_WORK TO COMPLETE_. Convert all of the lines below into a JSON list of strings, one string per line, leaving out blank lines. Don't include the pictures in your answer.

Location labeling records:
╔══

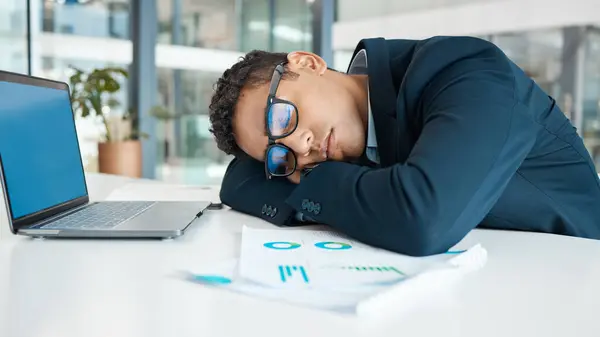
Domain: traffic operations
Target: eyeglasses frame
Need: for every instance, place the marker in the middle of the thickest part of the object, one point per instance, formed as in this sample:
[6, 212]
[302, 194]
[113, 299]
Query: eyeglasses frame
[271, 100]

╚══

_RESPONSE TO THIS TASK_.
[
  "Domain: traffic operations",
  "Target: eyeglasses frame",
  "Need: for every instance, place the marker in the middle of the thickest part of the object, one point per instance, formed as in this sample:",
  "[6, 212]",
  "[302, 194]",
  "[113, 299]",
  "Query: eyeglasses frame",
  "[271, 100]"
]